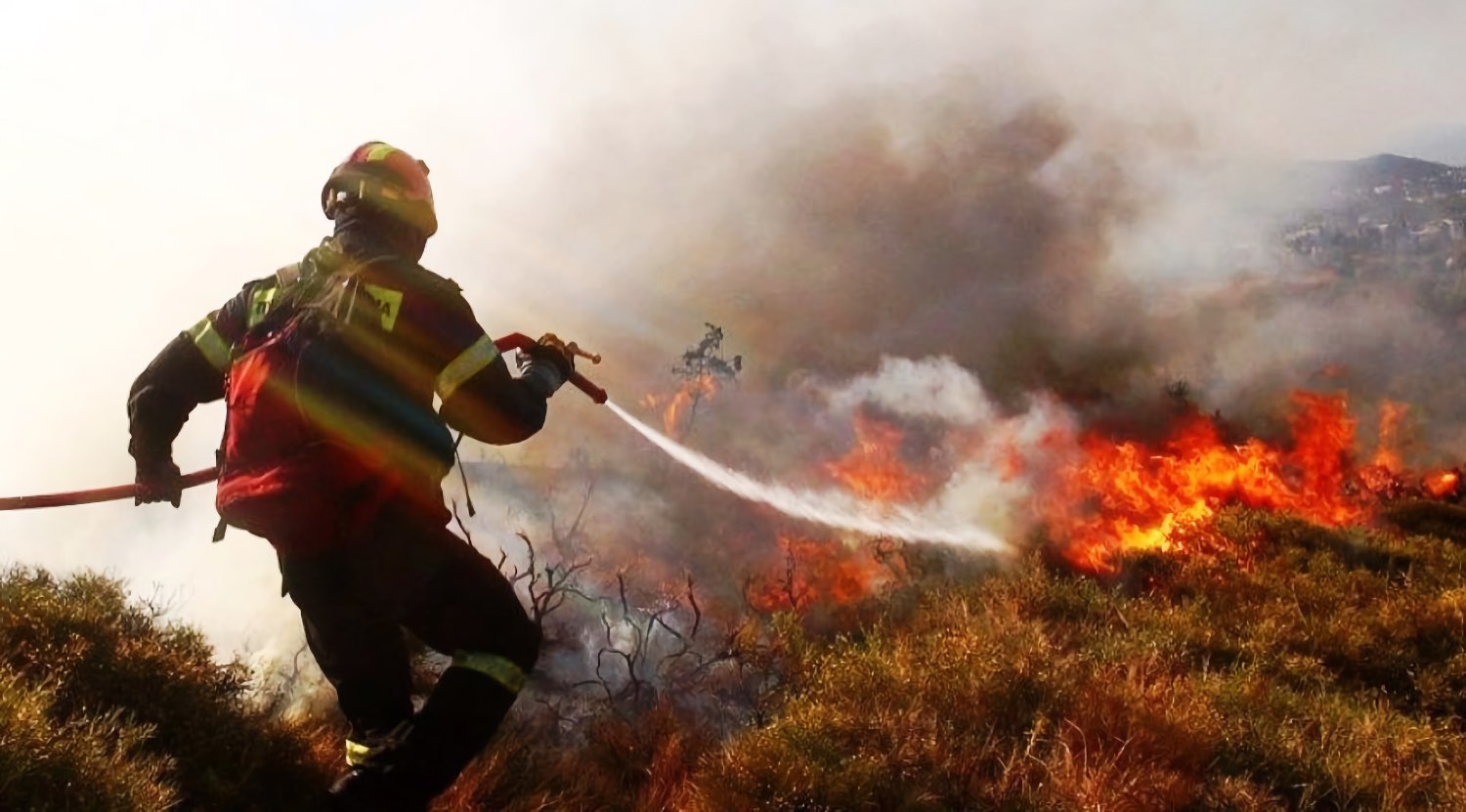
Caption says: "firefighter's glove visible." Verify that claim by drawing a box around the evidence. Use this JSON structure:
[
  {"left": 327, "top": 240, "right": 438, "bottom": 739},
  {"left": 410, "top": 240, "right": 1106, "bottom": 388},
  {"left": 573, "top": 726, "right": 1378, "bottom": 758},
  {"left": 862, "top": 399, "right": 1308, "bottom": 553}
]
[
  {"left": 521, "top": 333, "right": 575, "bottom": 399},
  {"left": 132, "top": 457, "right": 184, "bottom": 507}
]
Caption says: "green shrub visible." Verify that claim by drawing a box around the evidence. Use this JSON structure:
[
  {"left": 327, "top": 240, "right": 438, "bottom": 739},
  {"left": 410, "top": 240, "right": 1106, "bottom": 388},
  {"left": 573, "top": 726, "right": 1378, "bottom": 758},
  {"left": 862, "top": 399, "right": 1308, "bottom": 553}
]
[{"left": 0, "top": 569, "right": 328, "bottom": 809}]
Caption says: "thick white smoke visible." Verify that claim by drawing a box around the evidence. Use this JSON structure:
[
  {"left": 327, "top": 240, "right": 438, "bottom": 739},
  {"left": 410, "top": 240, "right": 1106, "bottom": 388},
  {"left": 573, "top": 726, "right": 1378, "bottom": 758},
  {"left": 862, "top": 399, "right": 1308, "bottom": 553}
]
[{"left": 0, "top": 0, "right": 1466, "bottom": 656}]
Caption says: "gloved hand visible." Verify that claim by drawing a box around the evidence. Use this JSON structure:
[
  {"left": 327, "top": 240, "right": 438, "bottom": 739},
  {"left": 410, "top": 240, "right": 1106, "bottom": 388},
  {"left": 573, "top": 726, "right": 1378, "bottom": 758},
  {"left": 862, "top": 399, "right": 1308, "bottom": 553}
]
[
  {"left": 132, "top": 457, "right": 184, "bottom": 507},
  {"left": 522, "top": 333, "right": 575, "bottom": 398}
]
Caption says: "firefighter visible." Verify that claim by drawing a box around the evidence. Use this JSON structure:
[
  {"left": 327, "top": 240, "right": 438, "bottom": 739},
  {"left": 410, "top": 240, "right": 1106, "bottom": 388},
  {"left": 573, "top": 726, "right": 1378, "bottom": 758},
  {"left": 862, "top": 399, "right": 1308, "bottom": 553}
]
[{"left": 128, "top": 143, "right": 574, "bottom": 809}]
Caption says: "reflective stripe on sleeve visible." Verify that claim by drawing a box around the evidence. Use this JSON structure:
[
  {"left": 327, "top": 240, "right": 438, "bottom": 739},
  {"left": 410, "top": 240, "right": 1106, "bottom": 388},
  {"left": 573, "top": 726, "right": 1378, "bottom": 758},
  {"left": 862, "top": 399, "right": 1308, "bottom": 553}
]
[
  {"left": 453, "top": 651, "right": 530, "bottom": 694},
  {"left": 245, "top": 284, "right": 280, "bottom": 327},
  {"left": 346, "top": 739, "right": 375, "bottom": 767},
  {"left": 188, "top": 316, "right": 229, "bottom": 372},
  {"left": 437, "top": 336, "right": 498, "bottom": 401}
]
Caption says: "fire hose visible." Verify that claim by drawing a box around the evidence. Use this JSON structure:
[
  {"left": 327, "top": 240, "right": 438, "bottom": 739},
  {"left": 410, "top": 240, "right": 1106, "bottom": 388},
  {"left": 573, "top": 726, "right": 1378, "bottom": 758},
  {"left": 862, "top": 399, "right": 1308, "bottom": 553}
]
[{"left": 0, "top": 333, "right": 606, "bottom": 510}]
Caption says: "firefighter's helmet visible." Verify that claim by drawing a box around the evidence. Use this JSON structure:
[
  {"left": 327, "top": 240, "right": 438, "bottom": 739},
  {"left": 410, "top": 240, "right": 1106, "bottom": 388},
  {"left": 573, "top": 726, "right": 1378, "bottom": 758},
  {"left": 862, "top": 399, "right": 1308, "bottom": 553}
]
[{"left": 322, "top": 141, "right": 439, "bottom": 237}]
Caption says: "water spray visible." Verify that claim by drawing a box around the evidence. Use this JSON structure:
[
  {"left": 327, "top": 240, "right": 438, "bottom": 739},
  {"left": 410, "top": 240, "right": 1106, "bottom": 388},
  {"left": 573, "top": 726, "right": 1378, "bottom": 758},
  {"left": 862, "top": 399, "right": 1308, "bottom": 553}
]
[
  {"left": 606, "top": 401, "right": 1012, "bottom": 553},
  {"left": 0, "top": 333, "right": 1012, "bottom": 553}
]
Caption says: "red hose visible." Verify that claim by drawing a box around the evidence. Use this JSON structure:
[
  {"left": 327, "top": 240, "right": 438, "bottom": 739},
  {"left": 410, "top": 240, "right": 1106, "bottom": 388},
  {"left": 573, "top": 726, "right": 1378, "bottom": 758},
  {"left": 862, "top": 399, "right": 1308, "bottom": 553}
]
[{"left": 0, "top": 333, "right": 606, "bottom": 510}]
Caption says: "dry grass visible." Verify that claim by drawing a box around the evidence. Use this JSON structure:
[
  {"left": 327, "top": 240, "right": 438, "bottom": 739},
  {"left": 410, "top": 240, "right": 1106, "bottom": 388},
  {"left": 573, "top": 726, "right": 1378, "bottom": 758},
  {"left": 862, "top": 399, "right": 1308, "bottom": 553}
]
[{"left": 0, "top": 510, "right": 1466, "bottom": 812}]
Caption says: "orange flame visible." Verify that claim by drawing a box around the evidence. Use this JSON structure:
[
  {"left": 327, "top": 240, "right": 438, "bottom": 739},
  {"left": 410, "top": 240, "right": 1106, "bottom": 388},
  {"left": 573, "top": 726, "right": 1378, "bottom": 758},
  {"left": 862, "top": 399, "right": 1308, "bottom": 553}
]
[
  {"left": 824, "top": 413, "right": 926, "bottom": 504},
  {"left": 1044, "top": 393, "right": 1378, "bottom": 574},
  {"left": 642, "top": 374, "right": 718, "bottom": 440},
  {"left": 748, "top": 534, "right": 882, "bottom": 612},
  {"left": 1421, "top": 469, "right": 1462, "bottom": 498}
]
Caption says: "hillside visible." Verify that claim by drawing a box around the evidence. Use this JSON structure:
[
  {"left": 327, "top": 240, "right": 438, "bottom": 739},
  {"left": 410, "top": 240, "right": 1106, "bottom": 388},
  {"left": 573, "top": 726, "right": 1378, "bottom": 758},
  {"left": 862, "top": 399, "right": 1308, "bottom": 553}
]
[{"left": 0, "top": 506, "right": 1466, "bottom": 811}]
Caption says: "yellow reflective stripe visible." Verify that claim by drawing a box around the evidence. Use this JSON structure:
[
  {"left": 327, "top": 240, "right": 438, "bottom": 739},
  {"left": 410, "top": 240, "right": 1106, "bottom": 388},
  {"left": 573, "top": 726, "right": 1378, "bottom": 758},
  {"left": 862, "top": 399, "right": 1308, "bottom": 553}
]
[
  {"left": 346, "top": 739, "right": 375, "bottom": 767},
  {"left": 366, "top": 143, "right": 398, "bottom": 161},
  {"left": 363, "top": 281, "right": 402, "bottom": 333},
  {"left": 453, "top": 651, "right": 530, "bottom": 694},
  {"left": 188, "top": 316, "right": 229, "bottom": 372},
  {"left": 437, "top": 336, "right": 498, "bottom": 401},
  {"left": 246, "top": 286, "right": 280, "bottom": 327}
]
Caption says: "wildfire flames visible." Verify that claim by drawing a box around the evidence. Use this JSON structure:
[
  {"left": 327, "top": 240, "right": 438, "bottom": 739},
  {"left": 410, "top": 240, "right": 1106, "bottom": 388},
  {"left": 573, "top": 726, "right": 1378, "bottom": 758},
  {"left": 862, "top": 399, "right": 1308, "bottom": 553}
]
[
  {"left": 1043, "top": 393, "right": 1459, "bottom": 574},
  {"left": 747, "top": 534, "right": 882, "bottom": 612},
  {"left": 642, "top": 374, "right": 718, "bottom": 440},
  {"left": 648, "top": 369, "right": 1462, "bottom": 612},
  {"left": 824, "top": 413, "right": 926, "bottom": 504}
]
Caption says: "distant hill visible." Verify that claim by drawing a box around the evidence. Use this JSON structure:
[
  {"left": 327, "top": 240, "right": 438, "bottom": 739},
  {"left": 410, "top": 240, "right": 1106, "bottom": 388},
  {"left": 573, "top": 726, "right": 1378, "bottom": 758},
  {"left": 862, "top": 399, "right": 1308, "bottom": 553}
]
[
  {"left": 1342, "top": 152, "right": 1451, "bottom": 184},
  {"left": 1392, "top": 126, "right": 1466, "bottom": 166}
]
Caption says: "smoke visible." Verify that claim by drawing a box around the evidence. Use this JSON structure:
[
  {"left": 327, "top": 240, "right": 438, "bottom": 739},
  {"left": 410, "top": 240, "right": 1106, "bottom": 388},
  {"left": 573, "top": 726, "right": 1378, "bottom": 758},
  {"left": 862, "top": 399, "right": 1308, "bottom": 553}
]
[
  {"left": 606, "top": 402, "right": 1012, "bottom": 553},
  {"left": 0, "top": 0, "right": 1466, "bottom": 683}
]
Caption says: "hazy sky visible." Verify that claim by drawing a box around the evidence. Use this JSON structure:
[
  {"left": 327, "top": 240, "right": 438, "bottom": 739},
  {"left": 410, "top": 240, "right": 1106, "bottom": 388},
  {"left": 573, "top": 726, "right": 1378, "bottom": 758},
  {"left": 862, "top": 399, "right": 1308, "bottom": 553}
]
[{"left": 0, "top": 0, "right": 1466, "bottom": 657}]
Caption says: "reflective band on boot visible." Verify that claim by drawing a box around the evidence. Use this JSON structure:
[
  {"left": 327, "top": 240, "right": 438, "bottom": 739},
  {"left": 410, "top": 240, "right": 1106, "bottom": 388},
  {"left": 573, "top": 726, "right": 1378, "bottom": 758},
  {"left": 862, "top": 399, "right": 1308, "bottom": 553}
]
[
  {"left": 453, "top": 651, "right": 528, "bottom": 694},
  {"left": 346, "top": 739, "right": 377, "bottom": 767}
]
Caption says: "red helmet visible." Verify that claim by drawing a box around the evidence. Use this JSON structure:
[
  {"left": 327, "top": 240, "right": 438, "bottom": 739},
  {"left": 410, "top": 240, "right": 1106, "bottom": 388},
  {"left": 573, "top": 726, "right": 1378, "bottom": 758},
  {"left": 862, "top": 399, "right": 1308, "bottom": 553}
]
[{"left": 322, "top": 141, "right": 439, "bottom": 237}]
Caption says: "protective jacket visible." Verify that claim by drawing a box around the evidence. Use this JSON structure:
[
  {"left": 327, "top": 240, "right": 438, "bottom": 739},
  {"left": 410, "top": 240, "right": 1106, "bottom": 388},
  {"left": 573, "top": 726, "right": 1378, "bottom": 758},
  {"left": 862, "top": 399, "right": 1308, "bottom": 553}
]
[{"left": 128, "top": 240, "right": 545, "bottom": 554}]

----

[THE EXERCISE] Identify each line in the rows above that includes the word "helmet", and copy those lines.

[THE RESULT]
Caption says: "firefighter's helmet visible." Verify that claim by drawing a box around the evidence. Use this JSON structure:
Caption says: "red helmet visible." Verify that claim by drawing a box around the evidence. Use this JSON structure:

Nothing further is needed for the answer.